**DATA EXTRACT:**
════════
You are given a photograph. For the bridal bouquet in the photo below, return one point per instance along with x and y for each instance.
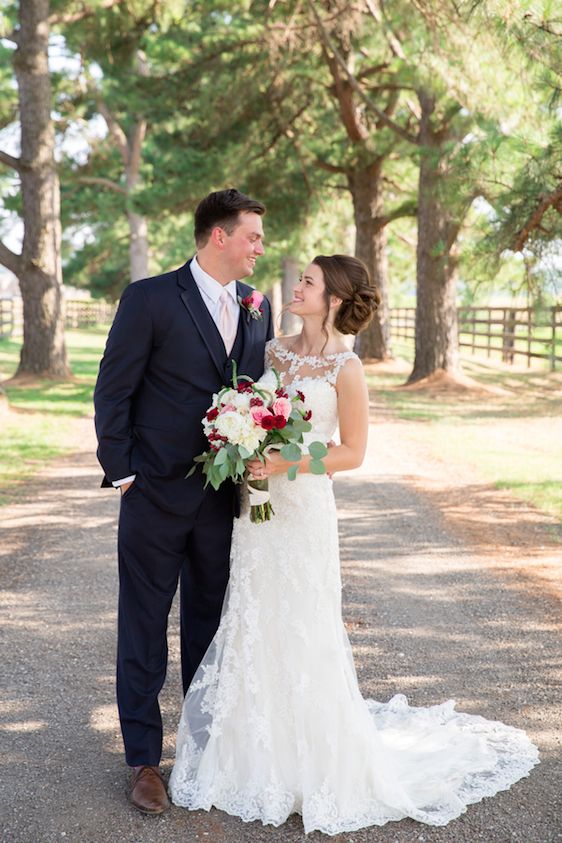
(246, 421)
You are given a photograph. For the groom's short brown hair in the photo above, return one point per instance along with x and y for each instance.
(222, 208)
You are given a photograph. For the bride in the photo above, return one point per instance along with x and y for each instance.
(274, 722)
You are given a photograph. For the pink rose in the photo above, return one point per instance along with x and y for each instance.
(282, 407)
(256, 298)
(259, 413)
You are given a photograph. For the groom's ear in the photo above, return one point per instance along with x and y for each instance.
(218, 237)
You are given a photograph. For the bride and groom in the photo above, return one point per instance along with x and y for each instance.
(273, 722)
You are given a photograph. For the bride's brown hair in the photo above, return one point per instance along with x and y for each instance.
(347, 278)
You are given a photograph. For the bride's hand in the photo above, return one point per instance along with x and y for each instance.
(274, 464)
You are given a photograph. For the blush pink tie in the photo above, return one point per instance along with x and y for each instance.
(227, 323)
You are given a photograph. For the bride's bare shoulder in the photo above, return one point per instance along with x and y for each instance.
(286, 342)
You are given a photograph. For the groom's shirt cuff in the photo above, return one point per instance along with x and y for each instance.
(128, 479)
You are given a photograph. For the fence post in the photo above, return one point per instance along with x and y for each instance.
(553, 326)
(508, 336)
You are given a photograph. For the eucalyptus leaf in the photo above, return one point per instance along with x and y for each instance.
(291, 452)
(317, 450)
(292, 472)
(221, 457)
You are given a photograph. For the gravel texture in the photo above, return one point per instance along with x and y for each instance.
(433, 609)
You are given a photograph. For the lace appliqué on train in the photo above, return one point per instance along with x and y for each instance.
(274, 722)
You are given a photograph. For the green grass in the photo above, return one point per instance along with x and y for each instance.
(512, 438)
(43, 418)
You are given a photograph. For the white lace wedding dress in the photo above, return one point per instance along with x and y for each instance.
(274, 722)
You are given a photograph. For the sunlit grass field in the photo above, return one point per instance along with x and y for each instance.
(41, 423)
(512, 436)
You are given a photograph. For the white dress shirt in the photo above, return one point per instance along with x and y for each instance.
(211, 291)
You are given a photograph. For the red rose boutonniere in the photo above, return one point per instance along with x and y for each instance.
(252, 304)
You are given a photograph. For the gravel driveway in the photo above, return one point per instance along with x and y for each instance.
(430, 614)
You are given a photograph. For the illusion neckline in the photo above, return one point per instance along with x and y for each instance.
(295, 354)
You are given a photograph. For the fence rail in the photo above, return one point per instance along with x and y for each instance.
(508, 331)
(79, 313)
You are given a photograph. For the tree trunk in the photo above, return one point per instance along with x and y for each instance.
(40, 275)
(436, 315)
(138, 246)
(366, 189)
(289, 279)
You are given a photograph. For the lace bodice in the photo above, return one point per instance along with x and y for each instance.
(316, 377)
(274, 722)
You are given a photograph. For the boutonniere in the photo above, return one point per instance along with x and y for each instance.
(252, 304)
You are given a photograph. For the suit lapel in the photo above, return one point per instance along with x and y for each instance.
(246, 322)
(191, 297)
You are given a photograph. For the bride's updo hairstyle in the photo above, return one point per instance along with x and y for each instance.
(347, 278)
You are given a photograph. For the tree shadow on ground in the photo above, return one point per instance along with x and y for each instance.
(426, 618)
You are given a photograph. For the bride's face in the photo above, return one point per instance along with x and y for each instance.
(309, 294)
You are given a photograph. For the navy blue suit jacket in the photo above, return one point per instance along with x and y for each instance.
(163, 360)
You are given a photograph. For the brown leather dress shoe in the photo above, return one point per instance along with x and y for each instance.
(148, 791)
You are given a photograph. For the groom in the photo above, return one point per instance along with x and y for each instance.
(170, 348)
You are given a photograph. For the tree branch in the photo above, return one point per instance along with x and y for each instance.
(74, 17)
(115, 130)
(551, 200)
(111, 185)
(327, 40)
(10, 260)
(331, 168)
(10, 161)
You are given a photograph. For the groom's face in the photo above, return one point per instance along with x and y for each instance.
(243, 247)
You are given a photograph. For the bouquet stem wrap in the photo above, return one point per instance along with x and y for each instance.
(260, 503)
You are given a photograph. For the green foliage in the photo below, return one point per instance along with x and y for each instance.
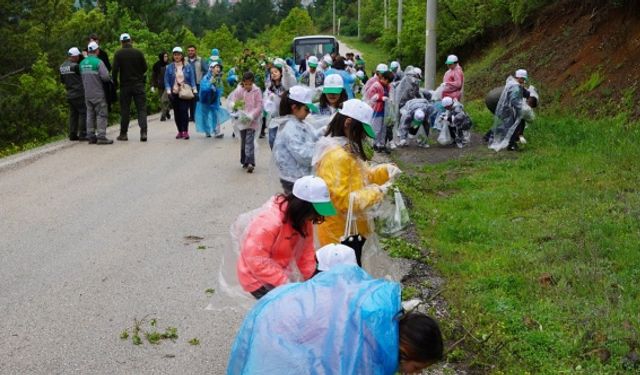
(540, 252)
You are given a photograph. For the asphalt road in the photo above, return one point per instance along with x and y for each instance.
(93, 237)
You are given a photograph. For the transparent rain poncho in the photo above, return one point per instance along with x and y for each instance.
(342, 321)
(508, 115)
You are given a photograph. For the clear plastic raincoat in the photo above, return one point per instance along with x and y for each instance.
(342, 321)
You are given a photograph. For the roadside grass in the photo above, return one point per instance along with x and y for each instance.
(540, 249)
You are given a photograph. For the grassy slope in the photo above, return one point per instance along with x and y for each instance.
(540, 249)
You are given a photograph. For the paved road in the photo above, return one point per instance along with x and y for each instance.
(92, 237)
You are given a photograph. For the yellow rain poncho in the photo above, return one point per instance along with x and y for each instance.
(344, 172)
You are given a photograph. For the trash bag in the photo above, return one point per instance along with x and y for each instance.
(342, 321)
(394, 216)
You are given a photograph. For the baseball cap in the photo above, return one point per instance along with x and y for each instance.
(304, 95)
(451, 59)
(333, 255)
(313, 61)
(521, 73)
(360, 111)
(315, 191)
(333, 84)
(381, 68)
(74, 51)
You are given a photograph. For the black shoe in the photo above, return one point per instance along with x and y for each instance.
(104, 141)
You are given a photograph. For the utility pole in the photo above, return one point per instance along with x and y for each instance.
(399, 21)
(334, 17)
(358, 19)
(430, 47)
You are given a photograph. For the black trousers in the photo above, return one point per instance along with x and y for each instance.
(139, 96)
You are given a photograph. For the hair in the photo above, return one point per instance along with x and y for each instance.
(324, 102)
(338, 63)
(248, 76)
(388, 75)
(420, 338)
(357, 134)
(297, 212)
(286, 103)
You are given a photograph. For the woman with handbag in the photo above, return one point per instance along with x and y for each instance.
(340, 160)
(180, 85)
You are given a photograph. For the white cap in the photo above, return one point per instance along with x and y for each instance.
(360, 111)
(333, 255)
(74, 51)
(304, 95)
(451, 59)
(333, 84)
(92, 46)
(521, 73)
(315, 191)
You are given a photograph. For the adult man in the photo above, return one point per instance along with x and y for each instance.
(453, 81)
(70, 77)
(129, 68)
(94, 75)
(196, 63)
(312, 77)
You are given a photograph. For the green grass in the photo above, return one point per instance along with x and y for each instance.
(541, 249)
(371, 52)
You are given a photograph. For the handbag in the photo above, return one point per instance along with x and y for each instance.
(185, 92)
(353, 240)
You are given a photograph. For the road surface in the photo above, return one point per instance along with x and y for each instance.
(93, 237)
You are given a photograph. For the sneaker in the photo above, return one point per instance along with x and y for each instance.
(104, 141)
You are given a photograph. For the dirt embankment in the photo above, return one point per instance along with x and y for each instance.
(582, 54)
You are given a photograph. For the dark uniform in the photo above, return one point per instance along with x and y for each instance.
(70, 77)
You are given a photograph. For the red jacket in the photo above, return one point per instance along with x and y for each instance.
(271, 247)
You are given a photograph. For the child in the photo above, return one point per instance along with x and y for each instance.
(293, 148)
(379, 94)
(249, 98)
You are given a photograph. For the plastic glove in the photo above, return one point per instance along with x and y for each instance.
(393, 171)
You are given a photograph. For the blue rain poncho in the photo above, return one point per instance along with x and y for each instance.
(342, 321)
(209, 114)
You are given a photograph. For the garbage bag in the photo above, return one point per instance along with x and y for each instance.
(342, 321)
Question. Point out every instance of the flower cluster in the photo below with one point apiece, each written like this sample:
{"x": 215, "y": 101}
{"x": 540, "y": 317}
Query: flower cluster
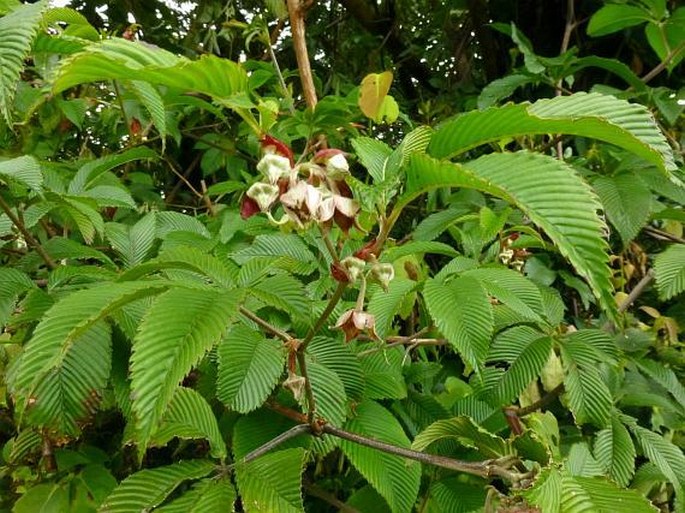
════════
**WORK TASK:** Please reproduce the records above exactly, omitting every picture.

**EXPECTED ANSWER:**
You are given a photograph. For the bridal bouquet in the photo below, return one point per instance along with x and y for each instance.
(246, 421)
You are given a photograph. For the groom's short brown hair in the photo above, return one point per instance along with x and y for each instance.
(222, 208)
You are given a photograph. For the bride in the photo above, return one point per instance along with x and y for each instance.
(274, 722)
You are given a photograph. For the pink rose in the photo above, return one point per instance along with x and y for each instance.
(282, 407)
(256, 298)
(259, 413)
You are given a photograph. For the groom's ear in the photo above, return one point per instance along with x and y for each instance.
(218, 237)
You are given a photograph. For the bride and groom in the photo above, return one point per instance along with x and y for each instance.
(273, 722)
You are given a photograph. For the bride's brown hair in the photo above, return one point per instance along with x and y for each instance.
(347, 278)
You are given a photograph. For the bride's hand in the photo above, return one point per instance along with x and y for each instance.
(274, 464)
You are given a photograph. For the blush pink tie in the photo above, return one point per instance along with x and y for each instance.
(227, 323)
You are given a photograph. For the bride's bare shoulder in the photo above, return one point per instance along with x and y for each instance.
(286, 342)
You are given a photograph. For the groom's shirt cuff in the photo above, return one point per instance along with x and y for each instance.
(128, 479)
You are given a photograph. For the fence post in the photo above, return one point per instance along with x and y for each instance.
(553, 326)
(508, 336)
You are given a photograph. For the eucalyptus leaf in the photo above, return one point per instance along with x and y for each instance.
(291, 452)
(317, 450)
(292, 472)
(221, 457)
You are given a photograph. For the gravel texture in the photo above, return one point per instance along with x and y for each instance.
(433, 609)
You are given a photograph. For the lace appliqué on train in the photo above, return one point per instance along with x and y for each instance.
(274, 722)
You are given a photograph. For the green grass in the photo above, return one point per instance along with x and y for each instance.
(512, 438)
(43, 418)
You are given a photograph. For the white lace wedding dress in the photo above, return one point per instance along with x and y for each instance.
(274, 722)
You are given a photograph. For the sunlit grass field in the photo above, return one point per instance along with x and y for each instance.
(41, 423)
(512, 436)
You are given a photograph. For the white dress shirt in the photo above, return one point per instance along with x and y for each instance.
(211, 291)
You are given a photograph. For the red rose boutonniere in the photo above, return one point per instance along with x and y for each instance.
(252, 304)
You are given a photograph. For the gravel driveway in the photo above, return one point per instance along with x and y for each instance.
(430, 614)
You are given a photograph. For the illusion neckline in the photo above, return one point per instance along with x and y for each instance.
(295, 354)
You are given a photograph. For the fence rail in the photo above, return one point per instance along with x and y for each instance.
(508, 331)
(79, 313)
You are given a photograph. For the tree trunk in the photo above, return one point per instance along with x and y for each instance.
(40, 275)
(436, 315)
(138, 246)
(366, 189)
(289, 279)
You are given a photograph. For the lace bodice in the photo above, return one point per instance along with x and y for each instance.
(316, 377)
(274, 722)
You are given a photograph. For the boutonniere in the photo above, return one point per instance along with x and y for each instance.
(252, 304)
You are given a photograph. For the suit lapel in the photo above, return one point per instance along with x and y for each instance.
(246, 322)
(191, 297)
You are given a photograph. For the bride's updo hairstyle in the photo above, return one point per instance along with x and y for each instance.
(347, 278)
You are given a photograph. For the tree shadow on ground in the photo above, return one point per instance along with x and y for each instance.
(426, 618)
You are given a photograph. For the bride's face in the photo above, return one point per instance along with x and y for each instance.
(309, 294)
You are given a photograph. For the navy blue suit jacket in the photo above, return one point per instance along with x and y for each instance.
(163, 360)
You are given a photograph. For the brown leather dress shoe in the photo above, return one point per instance along with x and y for each instance.
(148, 791)
You are given a photograph. For the groom in the photo above, return one point per instance along with x and y for each instance.
(170, 348)
You are given a photograph. For the tree branch in the photo above, return one point per instance along with x and y for each instance.
(74, 17)
(115, 130)
(551, 200)
(111, 185)
(327, 40)
(10, 260)
(331, 168)
(10, 161)
You are given a photograph. For the groom's face in the photo above, return one point per instance along with x and y for each instance.
(243, 247)
You are given a photograph. For the bouquet stem wrap in the photo above, return one point per instance along with x and y for each instance.
(260, 503)
You are given a photograph. For the green foliage in the photo below, return one point per instance along with x and y for each instance.
(540, 252)
You are given a photograph. For the asphalt road in the photo above, return one point per instance along with x and y for each instance.
(93, 237)
You are given a photograph. For the transparent rain poncho in the photo above, return one point per instance along with x and y for each instance.
(342, 321)
(508, 115)
You are given a photograph. For the clear plastic raincoat in the photo above, return one point per instance along with x and y for each instance.
(342, 321)
You are given a photograph. For the roadside grass in the photo above, return one point per instance along with x and y for each instance.
(540, 249)
You are given a photograph. For the grassy slope in the photo above, return one point per instance along with x and y for each instance.
(540, 249)
You are given a photograph. For the paved road in the photo above, return one point per instance along with x and y for each instance.
(92, 237)
You are given a photograph. For the yellow rain poncho in the photo above, return one point per instance along with x and y for each instance.
(344, 172)
You are given a photograph. For the trash bag in the photo above, return one point per instance along with x and y for each instance.
(342, 321)
(394, 216)
You are given a photograph. For the baseball cap in the photo above, return one point per instance along with x and y for each instance.
(304, 95)
(451, 59)
(333, 255)
(313, 61)
(521, 73)
(360, 111)
(315, 191)
(333, 84)
(381, 68)
(74, 51)
You are given a photograph. For the black shoe in the photo above, return one point per instance along with x and y for each instance.
(104, 141)
You are given a photograph. For the utility pole in the photo above, return one point per instance along with x and y for each instance.
(399, 21)
(334, 17)
(358, 19)
(430, 47)
You are given a photograph. For the black trousers in the photo above, return one point per instance along with x and y for each instance.
(139, 96)
You are given a photograph. For the hair in the photo above, return one point per instance along with x and y for each instance.
(324, 102)
(338, 63)
(248, 76)
(388, 75)
(420, 338)
(357, 134)
(297, 212)
(286, 103)
You are given a photograph. For the woman with handbag in the photo above, return one point per instance along with x and y for each instance.
(340, 160)
(180, 85)
You are given a photograph. For the white cap in the photo above, return one point per instance along with x and y for each instance.
(360, 111)
(333, 255)
(74, 51)
(304, 95)
(451, 59)
(333, 84)
(92, 46)
(521, 73)
(315, 191)
You are given a photograph. For the adult man in the photo above, return one point per instance along with x and y for each instance.
(453, 81)
(70, 77)
(129, 68)
(94, 75)
(196, 63)
(312, 77)
You are given a photograph. For the green grass in the photo above, return one point per instance along with x and y for each instance.
(541, 249)
(371, 52)
You are given a photograph. For the handbag in the photo above, return one point per instance along with x and y for each instance.
(185, 92)
(353, 240)
You are given a photograph. For the road surface in the photo above, return one point per instance along with x and y for each instance.
(93, 237)
You are given a photograph. For the sneaker in the photo above, return one point per instance along with x and y for each instance.
(104, 141)
You are given a photograph. For the dirt embankment in the photo above, return one point per instance along with x and y for each instance.
(582, 54)
You are given a photograph. For the dark uniform in the photo above, return one point per instance along with x and y for each instance.
(70, 77)
You are given a photograph. For the red jacket in the photo above, return one point per instance along with x and y for each instance.
(271, 247)
You are given a photograph. For the child in the photo above, return one point per instance along with x and y for each instance.
(293, 148)
(379, 94)
(249, 98)
You are given a photograph. For the plastic glove in the photo above, return one point per instance along with x and y for each instance.
(393, 171)
You are given a photograph. For the blue rain poncho in the photo above, return one point per instance along with x and y for each instance.
(342, 321)
(209, 114)
You are given a photograph. For the garbage bag in the photo above, return one point per instance along with x and y for each instance.
(342, 321)
Question. Point out every instance of the flower cluster in the photo below with one point apiece, each written like this sample:
{"x": 215, "y": 101}
{"x": 540, "y": 317}
Query: flower cluster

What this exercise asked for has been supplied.